***** EXTRAIT DU TEXTE

2. A compter de la décision par laquelle le juge recourt à l’article L. 181-18 du code de l’environnement qui lui permet de surseoir à statuer et de fixer un délai pour la régularisation du vice de procédure qu’il a relevé, seuls des moyens dirigés contre la mesure de régularisation notifiée, le cas échéant, au juge peuvent être invoqués devant ce dernier. A ce titre, les parties peuvent, à l’appui de la contestation de l’acte de régularisation, invoquer des vices qui lui sont propres et soutenir qu’il n’a pas pour effet de régulariser le vice que le juge a constaté dans sa décision avant-dire droit. Elles ne peuvent en revanche soulever aucun autre moyen, qu’il s’agisse d’un moyen déjà écarté par la décision avant-dire droit ou de moyens nouveaux, à l’exception de ceux qui seraient fondés sur des éléments révélés par la procédure de régularisation.

3. En l’espèce, la cour a sursis à statuer pour que soient régularisés les vices tenant à ce que les mentions relatives aux capacités financières de la société pétitionnaire étaient insuffisantes dans le dossier d’enquête publique et à ce que l’avis de l’autorité environnementale avait été préparé par un service de la direction régionale de l’environnement, de l’aménagement et du logement dont dépendaient également les services chargés d’instruire la demande d’autorisation de la société.

**********
***** LIGNES DE DONNÉES

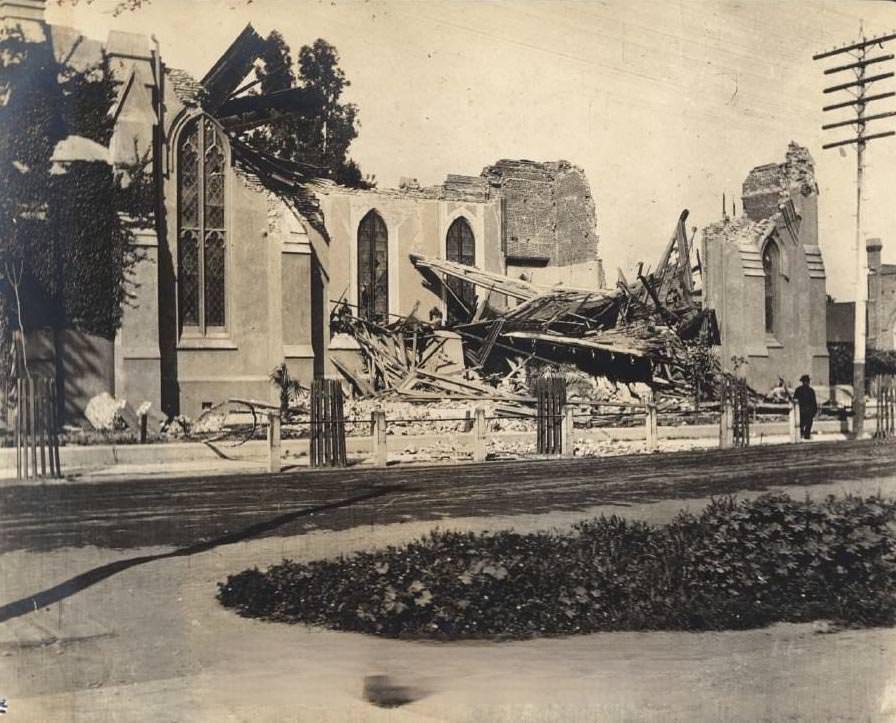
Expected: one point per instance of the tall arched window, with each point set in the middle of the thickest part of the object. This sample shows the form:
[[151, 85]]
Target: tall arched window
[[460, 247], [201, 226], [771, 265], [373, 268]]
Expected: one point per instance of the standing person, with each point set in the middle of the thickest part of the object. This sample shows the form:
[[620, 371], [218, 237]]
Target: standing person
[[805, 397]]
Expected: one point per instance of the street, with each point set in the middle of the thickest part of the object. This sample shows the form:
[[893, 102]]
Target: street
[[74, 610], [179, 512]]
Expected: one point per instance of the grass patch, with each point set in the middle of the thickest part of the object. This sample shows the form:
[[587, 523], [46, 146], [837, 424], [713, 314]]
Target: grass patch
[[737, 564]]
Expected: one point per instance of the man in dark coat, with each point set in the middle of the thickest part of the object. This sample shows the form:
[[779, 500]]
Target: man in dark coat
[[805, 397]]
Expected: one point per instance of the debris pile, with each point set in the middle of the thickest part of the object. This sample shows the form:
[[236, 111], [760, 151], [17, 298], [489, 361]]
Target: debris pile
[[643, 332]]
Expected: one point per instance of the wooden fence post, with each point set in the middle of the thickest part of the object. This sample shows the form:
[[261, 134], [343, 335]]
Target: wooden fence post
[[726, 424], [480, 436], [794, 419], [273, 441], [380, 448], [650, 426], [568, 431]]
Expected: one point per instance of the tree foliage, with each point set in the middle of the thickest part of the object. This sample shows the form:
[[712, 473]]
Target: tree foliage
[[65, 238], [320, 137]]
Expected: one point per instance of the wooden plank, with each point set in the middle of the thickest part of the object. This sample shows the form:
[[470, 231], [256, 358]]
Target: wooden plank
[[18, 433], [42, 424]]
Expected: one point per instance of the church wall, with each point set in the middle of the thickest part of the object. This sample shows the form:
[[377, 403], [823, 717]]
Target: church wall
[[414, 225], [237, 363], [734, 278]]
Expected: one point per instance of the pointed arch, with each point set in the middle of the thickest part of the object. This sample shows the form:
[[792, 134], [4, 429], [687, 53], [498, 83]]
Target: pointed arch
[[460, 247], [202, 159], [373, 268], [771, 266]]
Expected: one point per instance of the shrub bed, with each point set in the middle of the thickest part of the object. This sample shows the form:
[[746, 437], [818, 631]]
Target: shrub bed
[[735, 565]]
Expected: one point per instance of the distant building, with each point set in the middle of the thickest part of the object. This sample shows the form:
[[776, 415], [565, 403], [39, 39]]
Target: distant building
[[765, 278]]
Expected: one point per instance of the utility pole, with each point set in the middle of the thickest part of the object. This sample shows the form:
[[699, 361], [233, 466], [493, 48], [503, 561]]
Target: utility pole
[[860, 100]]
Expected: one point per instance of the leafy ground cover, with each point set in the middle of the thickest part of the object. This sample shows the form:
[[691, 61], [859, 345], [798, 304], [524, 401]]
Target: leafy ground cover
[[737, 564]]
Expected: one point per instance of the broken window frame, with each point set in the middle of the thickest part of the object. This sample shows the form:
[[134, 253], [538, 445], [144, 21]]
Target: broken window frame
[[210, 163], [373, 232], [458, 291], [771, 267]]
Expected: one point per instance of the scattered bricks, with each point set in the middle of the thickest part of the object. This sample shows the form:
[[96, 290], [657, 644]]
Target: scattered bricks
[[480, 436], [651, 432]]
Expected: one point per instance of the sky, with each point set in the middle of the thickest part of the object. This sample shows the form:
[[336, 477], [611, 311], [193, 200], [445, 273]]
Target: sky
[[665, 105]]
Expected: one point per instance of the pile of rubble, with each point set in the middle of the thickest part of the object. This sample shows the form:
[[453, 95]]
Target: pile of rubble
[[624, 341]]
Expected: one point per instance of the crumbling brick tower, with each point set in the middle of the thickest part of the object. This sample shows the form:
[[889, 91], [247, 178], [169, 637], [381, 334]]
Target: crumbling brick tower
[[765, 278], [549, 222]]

**********
***** LIGNES DE DONNÉES

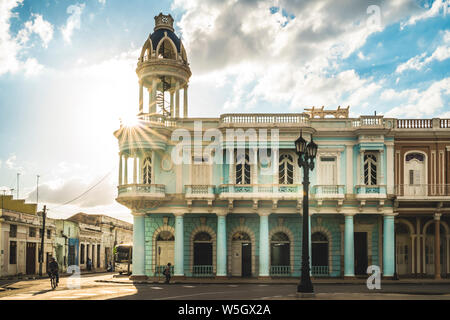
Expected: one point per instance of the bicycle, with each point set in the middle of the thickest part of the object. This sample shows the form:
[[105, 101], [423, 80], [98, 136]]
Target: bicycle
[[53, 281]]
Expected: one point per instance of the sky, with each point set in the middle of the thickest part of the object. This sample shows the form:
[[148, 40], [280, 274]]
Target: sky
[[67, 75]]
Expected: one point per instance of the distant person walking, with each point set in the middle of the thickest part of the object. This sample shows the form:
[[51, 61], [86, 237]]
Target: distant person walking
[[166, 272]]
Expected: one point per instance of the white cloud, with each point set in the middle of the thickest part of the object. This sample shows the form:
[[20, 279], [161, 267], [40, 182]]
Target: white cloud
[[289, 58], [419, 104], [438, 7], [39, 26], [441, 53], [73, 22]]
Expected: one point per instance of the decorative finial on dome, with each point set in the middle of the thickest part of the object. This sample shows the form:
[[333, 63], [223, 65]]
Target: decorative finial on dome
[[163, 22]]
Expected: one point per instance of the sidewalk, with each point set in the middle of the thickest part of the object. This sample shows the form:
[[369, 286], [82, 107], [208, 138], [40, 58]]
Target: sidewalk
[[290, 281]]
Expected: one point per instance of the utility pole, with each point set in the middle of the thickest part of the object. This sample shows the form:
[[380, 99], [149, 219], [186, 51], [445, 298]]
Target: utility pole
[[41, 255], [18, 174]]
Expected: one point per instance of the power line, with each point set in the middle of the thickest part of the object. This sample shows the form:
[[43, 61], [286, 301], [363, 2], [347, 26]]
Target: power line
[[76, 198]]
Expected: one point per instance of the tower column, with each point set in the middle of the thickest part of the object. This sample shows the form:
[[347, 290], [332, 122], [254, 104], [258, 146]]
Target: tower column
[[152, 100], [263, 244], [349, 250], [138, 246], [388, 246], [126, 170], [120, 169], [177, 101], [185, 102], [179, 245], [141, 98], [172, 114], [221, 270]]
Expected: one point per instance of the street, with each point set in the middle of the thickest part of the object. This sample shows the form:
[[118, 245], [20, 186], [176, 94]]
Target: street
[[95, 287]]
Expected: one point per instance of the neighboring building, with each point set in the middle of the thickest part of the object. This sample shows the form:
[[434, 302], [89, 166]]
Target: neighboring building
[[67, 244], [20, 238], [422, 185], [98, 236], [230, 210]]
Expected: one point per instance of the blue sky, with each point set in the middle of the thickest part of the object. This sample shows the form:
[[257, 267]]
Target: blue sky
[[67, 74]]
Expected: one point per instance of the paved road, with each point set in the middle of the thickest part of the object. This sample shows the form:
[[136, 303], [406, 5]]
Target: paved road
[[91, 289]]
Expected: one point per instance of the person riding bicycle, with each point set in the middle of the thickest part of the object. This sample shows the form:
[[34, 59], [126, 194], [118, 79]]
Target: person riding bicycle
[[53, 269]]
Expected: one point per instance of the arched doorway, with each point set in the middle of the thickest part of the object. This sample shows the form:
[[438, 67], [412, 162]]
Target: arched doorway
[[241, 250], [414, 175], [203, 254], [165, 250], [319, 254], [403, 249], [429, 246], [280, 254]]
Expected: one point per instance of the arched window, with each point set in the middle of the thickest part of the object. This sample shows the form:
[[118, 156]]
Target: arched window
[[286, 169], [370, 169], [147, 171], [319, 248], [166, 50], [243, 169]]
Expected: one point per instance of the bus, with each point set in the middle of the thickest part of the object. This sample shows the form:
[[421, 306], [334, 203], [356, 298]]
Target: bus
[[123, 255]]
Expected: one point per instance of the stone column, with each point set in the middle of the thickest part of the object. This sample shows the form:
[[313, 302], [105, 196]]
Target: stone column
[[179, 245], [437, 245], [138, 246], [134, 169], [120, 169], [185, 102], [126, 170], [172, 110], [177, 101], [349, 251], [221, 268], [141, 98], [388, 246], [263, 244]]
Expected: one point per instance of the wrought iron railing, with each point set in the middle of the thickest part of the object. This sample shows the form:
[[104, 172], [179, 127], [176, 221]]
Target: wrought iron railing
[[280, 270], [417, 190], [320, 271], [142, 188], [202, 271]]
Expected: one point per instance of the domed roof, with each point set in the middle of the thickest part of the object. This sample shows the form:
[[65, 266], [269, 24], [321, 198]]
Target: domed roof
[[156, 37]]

**********
***** LIGNES DE DONNÉES

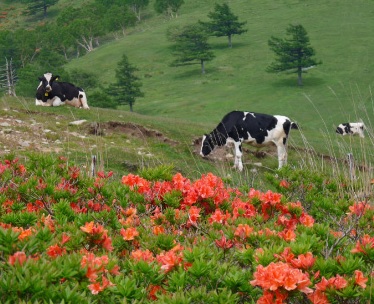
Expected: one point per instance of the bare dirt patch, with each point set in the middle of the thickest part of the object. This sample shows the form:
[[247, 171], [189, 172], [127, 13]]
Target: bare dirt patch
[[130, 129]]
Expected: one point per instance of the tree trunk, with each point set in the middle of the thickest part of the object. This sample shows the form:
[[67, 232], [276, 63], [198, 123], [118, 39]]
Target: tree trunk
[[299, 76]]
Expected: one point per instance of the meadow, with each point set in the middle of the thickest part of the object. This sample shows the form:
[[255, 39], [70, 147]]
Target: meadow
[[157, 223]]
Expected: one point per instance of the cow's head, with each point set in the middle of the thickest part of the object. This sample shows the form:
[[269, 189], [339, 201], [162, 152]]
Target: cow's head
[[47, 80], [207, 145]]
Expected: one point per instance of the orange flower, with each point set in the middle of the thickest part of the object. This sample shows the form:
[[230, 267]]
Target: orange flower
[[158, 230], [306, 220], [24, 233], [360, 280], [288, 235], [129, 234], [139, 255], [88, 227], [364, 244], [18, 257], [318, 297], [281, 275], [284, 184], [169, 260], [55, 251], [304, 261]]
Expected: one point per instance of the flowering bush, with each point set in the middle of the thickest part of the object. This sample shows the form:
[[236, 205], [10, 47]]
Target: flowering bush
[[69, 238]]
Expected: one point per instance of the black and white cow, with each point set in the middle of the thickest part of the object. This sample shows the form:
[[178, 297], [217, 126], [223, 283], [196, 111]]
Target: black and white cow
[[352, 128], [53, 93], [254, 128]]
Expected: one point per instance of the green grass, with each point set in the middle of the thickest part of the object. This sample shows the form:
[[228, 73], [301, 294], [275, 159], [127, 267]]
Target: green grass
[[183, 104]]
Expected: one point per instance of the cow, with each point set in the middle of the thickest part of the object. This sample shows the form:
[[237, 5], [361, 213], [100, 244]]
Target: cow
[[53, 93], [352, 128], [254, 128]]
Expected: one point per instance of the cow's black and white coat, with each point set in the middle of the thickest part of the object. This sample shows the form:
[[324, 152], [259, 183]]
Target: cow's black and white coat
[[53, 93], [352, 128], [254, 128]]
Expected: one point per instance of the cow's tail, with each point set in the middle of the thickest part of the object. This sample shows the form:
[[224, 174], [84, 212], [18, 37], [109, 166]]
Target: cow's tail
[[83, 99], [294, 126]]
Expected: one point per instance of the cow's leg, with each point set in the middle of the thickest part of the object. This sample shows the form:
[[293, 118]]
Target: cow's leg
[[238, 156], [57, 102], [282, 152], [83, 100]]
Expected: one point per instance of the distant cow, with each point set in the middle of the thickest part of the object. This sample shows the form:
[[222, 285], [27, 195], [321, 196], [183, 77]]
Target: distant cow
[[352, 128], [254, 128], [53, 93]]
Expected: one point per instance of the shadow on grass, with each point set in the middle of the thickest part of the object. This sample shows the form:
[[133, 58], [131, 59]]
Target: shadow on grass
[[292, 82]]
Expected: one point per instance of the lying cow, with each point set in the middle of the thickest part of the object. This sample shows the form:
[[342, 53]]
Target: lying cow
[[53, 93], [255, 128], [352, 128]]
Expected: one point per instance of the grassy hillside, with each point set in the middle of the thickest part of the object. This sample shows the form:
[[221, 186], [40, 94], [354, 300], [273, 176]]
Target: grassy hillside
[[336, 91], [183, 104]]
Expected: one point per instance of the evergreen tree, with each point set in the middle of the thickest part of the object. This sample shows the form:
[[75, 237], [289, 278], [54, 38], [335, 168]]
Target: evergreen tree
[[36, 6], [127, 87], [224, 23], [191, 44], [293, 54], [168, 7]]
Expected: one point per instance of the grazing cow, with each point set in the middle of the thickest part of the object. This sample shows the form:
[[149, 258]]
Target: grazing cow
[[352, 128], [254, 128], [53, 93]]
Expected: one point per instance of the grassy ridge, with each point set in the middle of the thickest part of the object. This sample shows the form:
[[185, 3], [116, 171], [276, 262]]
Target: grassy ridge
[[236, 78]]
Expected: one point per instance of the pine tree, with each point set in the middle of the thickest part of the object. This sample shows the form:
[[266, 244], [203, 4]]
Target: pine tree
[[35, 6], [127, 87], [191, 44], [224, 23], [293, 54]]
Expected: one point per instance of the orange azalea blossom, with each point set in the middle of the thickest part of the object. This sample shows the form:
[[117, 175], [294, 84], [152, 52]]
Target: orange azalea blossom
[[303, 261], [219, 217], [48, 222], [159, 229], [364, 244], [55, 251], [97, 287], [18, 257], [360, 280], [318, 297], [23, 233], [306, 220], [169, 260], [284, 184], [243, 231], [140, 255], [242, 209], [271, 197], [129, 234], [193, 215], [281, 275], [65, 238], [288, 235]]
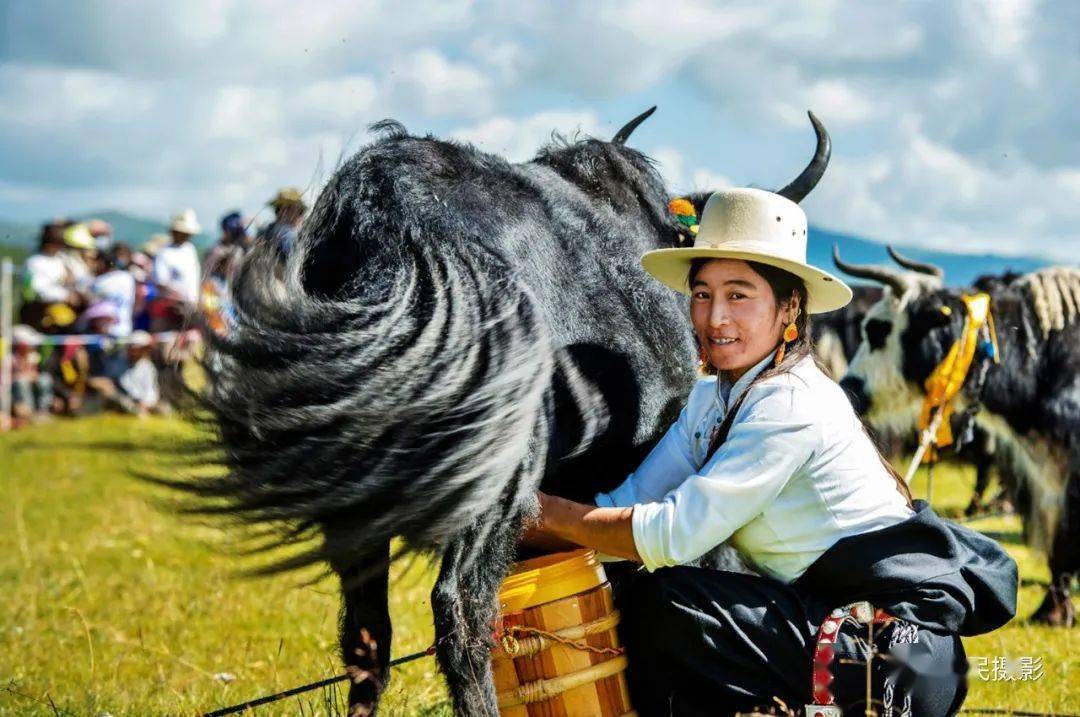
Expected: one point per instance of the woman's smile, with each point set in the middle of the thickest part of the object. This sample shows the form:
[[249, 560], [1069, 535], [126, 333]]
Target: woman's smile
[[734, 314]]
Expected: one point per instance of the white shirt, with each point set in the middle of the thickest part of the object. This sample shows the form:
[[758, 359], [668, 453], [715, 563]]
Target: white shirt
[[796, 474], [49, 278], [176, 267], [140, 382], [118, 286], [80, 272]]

**********

**OBJECTIF 1:**
Recopiez fidèlement les lignes de données, en partant de celle qui contient « Expected: one point per instance of the meadow, with » et en allant jusqu'à celle qui contient « [[157, 223]] », les deux incluses.
**OBJECTIF 2:**
Poursuivez l'extrait relatif à la régularisation d'une autorisation environnementale après un sursis à statuer, à partir de l'endroit où il s'arrête.

**RÉPONSE 1:**
Expected: one point per instance of the meadow, with each point set in the middle of the thickest part of the object. This sample shows the form:
[[255, 39], [70, 147]]
Target: meadow
[[157, 223]]

**RÉPONSE 2:**
4. Aux termes de l’article L. 181-18 du code de l’environnement dans sa rédaction applicable : « I. Le juge administratif qui, saisi de conclusions dirigées contre une autorisation environnementale, estime, après avoir constaté que les autres moyens ne sont pas fondés : / () / 2° Qu’un vice entraînant l’illégalité de cet acte est susceptible d’être régularisé par une autorisation modificative peut, après avoir invité les parties à présenter leurs observations, surseoir à statuer jusqu’à l’expiration du délai qu’il fixe pour cette régularisation. Si une telle autorisation modificative est notifiée dans ce délai au juge, celui-ci statue après avoir invité les parties à présenter leurs observations. »

5. Si, en application du 1° de l’article 15 de l’ordonnance du 26 janvier 2017 relative à l’autorisation environnementale, les autorisations uniques délivrées au titre de l’ordonnance du 20 mars 2014 relative à l’expérimentation d’une autorisation unique en matière d’installations classées pour la protection de l’environnement sont considérées, depuis le 1er mars 2017, comme des autorisations environnementales, il revient au juge administratif, lorsqu’il est saisi d’une contestation contre une autorisation unique, d’en apprécier la légalité au regard des règles de procédure relatives aux autorisations uniques applicables à la date de sa délivrance. Par ailleurs, lorsqu’il estime qu’une autorisation unique a été délivrée en méconnaissance des règles de procédure applicables à la date de sa délivrance, le juge peut, eu égard à son office de juge du plein contentieux, prendre en compte la circonstance, appréciée à la date à laquelle il statue, que de telles irrégularités ont été régularisées, sous réserve qu’elles n’aient pas eu pour effet de nuire à l’information complète de la population. En outre, si une telle régularisation n’est pas intervenue à la date à laquelle il statue, le juge peut, en application de l’article L. 181-18 du code de l’environnement, surseoir à statuer jusqu’à l’expiration d’un délai qu’il fixe afin de permettre à l’administration de régulariser l’illégalité par une autorisation modificative.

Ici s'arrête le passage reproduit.